= INSTRUCCIONES =
a) Reproduce el fragmento del texto comprendido entre "El deseo simultáneo" y "que todo cabe.", ambos inclusive.
b) Responde a estas preguntas a partir del texto:
(i) ¿De qué se lamenta quien escribe después de reclamar aislamiento?
(ii) ¿Qué hay que permitir siempre a la vida?
(iii) ¿Qué hay en el interior del corazón?

= TEXTO =

○ ○ ○ ○ ○ ○ ○

Mi historia personal demuestra que no aprendo. Reclamo aislamiento para luego lamentarme de haberlo ejercido en exceso. Mi única conclusión, es que siempre hay que permitir un hueco a la vida.
El deseo simultáneo de no estar aquí y de estar aquí siempre, el corazón roído desde dentro por ese anhelo, que no es en modo alguno un vacío en el corazón, sino más bien el saber que en su interior hay un espacio en el que todo cabe.

○ ○ ○ ○ ○ ○ ○

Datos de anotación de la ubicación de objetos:
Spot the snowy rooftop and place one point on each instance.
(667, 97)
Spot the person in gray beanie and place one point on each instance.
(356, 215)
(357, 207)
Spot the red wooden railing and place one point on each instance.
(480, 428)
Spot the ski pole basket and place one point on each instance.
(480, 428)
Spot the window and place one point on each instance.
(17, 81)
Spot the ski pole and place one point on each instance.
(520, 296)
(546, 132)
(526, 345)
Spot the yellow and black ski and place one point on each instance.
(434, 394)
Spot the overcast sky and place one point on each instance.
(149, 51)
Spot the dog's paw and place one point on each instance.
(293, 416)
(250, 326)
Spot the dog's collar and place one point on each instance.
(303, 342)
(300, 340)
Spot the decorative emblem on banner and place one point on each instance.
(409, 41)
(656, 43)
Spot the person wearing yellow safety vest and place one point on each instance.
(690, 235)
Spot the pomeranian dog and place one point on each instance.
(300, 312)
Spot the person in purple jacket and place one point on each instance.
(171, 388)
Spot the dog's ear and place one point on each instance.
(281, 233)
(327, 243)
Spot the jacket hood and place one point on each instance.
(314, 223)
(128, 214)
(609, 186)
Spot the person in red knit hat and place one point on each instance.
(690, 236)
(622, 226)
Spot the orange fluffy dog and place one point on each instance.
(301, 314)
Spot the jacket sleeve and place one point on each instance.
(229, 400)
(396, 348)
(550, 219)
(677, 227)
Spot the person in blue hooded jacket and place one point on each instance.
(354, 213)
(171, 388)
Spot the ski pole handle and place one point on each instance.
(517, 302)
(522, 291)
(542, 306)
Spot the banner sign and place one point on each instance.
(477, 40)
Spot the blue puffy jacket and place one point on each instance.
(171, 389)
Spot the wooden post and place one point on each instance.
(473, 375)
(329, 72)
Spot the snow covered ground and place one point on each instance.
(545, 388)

○ ○ ○ ○ ○ ○ ○

= LAS SOLUCIONES =
a)
El deseo simultáneo de no estar aquí y de estar aquí siempre, el corazón roído desde dentro por ese anhelo, que no es en modo alguno un vacío en el corazón, sino más bien el saber que en su interior hay un espacio en el que todo cabe.

b)
(i) De haber ejercido el aislamiento en exceso.
(ii) Un hueco.
(iii) Un espacio en el que todo cabe.